The records below must be written out exactly, with every picture left behind.

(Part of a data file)
|---|
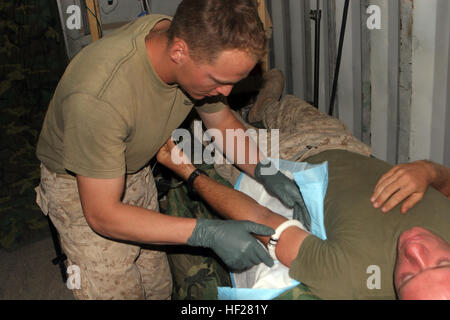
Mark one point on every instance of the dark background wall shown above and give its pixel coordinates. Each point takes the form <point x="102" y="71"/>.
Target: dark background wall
<point x="32" y="59"/>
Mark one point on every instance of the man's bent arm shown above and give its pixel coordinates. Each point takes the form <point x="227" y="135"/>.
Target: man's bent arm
<point x="233" y="204"/>
<point x="108" y="216"/>
<point x="225" y="120"/>
<point x="236" y="205"/>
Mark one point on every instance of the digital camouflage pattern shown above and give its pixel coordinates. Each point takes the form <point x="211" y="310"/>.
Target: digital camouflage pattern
<point x="32" y="59"/>
<point x="196" y="272"/>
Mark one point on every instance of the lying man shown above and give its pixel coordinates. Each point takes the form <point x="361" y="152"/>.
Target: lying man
<point x="358" y="235"/>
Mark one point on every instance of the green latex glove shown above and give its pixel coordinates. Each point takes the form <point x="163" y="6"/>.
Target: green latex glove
<point x="284" y="189"/>
<point x="232" y="241"/>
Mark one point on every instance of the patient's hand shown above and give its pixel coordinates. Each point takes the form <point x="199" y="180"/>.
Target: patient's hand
<point x="173" y="158"/>
<point x="405" y="182"/>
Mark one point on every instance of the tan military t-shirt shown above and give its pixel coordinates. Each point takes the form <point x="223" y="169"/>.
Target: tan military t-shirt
<point x="361" y="241"/>
<point x="111" y="112"/>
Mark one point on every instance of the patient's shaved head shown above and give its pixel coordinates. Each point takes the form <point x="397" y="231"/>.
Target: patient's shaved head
<point x="423" y="266"/>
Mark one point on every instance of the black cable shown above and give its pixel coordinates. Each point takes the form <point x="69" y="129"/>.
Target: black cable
<point x="339" y="57"/>
<point x="317" y="17"/>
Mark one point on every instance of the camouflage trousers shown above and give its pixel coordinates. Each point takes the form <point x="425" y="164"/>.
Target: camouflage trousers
<point x="107" y="269"/>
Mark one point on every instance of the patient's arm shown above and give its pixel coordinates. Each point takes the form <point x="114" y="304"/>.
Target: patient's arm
<point x="235" y="205"/>
<point x="409" y="182"/>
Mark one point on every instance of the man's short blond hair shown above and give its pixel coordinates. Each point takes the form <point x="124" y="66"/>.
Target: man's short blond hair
<point x="210" y="27"/>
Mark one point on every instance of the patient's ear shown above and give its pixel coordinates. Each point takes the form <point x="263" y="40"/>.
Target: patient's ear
<point x="178" y="51"/>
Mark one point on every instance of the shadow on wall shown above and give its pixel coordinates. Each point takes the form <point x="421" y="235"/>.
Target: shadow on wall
<point x="32" y="59"/>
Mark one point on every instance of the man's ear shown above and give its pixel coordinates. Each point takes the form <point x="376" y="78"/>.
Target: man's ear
<point x="178" y="51"/>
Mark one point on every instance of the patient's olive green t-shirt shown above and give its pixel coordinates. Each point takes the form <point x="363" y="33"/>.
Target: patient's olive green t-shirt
<point x="111" y="112"/>
<point x="361" y="241"/>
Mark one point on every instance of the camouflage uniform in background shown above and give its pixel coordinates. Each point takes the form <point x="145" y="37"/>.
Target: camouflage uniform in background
<point x="32" y="59"/>
<point x="304" y="132"/>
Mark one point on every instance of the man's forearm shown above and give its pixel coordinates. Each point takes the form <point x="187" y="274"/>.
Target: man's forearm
<point x="441" y="179"/>
<point x="132" y="223"/>
<point x="238" y="206"/>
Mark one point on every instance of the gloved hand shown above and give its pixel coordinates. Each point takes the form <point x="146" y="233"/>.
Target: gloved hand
<point x="232" y="242"/>
<point x="284" y="189"/>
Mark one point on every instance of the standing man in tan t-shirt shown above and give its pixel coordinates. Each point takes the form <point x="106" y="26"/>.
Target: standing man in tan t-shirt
<point x="115" y="106"/>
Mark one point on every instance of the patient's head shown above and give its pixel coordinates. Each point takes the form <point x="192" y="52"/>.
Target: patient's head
<point x="423" y="266"/>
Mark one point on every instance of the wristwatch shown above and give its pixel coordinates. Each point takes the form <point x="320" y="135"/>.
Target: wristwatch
<point x="191" y="179"/>
<point x="274" y="238"/>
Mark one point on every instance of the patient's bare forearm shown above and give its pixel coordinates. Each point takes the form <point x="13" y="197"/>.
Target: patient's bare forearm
<point x="441" y="180"/>
<point x="238" y="206"/>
|---|
> **REPLY TO THE EXERCISE**:
Mark one point on every instance of the dark background wall shown above and give its pixel coordinates. Each point takes the form <point x="102" y="71"/>.
Target: dark background wall
<point x="32" y="59"/>
Mark one point on every instance of the man's bent arm shown above and give its pixel coordinates. Each point takes the form <point x="227" y="135"/>.
Target: man's bent arm
<point x="233" y="204"/>
<point x="108" y="216"/>
<point x="225" y="120"/>
<point x="236" y="205"/>
Mark one point on every instance of the digital camouflage pattern shown above and give its pixel coordinates. Each point takes the form <point x="211" y="310"/>.
Target: digital camouflage pattern
<point x="32" y="59"/>
<point x="196" y="272"/>
Mark one point on every instance of the lying man shown above and give its pixel coordinates. Each point takes the form <point x="361" y="152"/>.
Target: lying man
<point x="358" y="235"/>
Mark one point on every instance of the green latex glove shown above and give its pixel coordinates. Each point takes the form <point x="163" y="6"/>.
Target: green latex glove
<point x="284" y="189"/>
<point x="232" y="241"/>
Mark one point on every instance of the patient's hand shown above and give its pixel coordinates. Each point takes the form <point x="199" y="180"/>.
Target: patient's hand
<point x="173" y="158"/>
<point x="405" y="182"/>
Mark one point on every instance of the tan military t-shirt shown above and give its pixel coordinates. Each point takes the form <point x="223" y="169"/>.
Target: tan military t-shirt
<point x="361" y="241"/>
<point x="111" y="112"/>
Mark one point on every instance of the patient's shaved head shown above and give its pixel coordinates. Each point takes the form <point x="397" y="231"/>.
Target: patient's shaved head
<point x="423" y="266"/>
Mark one point on every instance of the black cable shown above and give its pixel coordinates. Each point takes the form <point x="69" y="129"/>.
Target: black cable
<point x="339" y="57"/>
<point x="317" y="17"/>
Mark one point on every instance of the camouflage trousers shown above and give its pixel coordinates. Each point takes the form <point x="425" y="164"/>.
Target: camouflage trousers
<point x="107" y="269"/>
Mark one point on every instance of the patient's arm shown above and give its pixel coordinates. Each point takes the form <point x="114" y="304"/>.
Target: patient's arm
<point x="235" y="205"/>
<point x="409" y="182"/>
Mark one point on every instance of the man's short blond hair shown above and give its pixel coordinates. Each point takes the form <point x="124" y="66"/>.
Target: man's short blond hair
<point x="210" y="27"/>
Mark one point on every instance of the patient's ear shown above and give its pixel coordinates. Each point takes the form <point x="263" y="40"/>.
Target: patient's ear
<point x="178" y="51"/>
Mark one point on every instance of the shadow on wall shown above and give its pixel coordinates. Each point takes the form <point x="421" y="235"/>.
Target: shadow on wall
<point x="32" y="59"/>
Mark one point on every instance of the man's ear shown above and give its pixel coordinates. Each point takes the form <point x="376" y="78"/>.
Target: man's ear
<point x="178" y="51"/>
Mark one point on every instance of the patient's olive green t-shirt shown above and give its pixel coordinates. Each point takes the form <point x="363" y="33"/>.
Target: patient's olive green t-shirt
<point x="111" y="112"/>
<point x="361" y="241"/>
Mark one point on every instance of the camouflage uniform in background shown above and give its pixel coordinates. Each point takes the form <point x="145" y="37"/>.
Target: camouflage uniform in background
<point x="32" y="59"/>
<point x="304" y="132"/>
Mark one point on every instance of the man's forearm shown above and give its pixel coordinates. Each point takes the form <point x="187" y="274"/>.
Target: man's forearm
<point x="441" y="179"/>
<point x="132" y="223"/>
<point x="238" y="206"/>
Mark one point on every instance of the gloved hand shown above and give its pixel coordinates. Each point takes the form <point x="146" y="233"/>.
Target: gloved hand
<point x="232" y="242"/>
<point x="284" y="189"/>
Mark one point on every instance of the standing man in tan t-shirt shown above and give its pixel coordinates. Each point takes the form <point x="106" y="26"/>.
Target: standing man in tan t-shirt
<point x="115" y="106"/>
Mark one point on every instance of the patient's head shown above and give its pixel coordinates. Each point takes the form <point x="192" y="52"/>.
Target: patient's head
<point x="423" y="266"/>
Mark one point on every instance of the wristwatch shown above and give its pixel coordinates. Each point takes the form <point x="320" y="135"/>.
Target: wristwatch
<point x="191" y="179"/>
<point x="274" y="238"/>
Mark one point on every instance of the patient's bare forearm shown above and give its pixel coordinates. Each point takes the form <point x="13" y="197"/>.
Target: patient's bare forearm
<point x="441" y="180"/>
<point x="238" y="206"/>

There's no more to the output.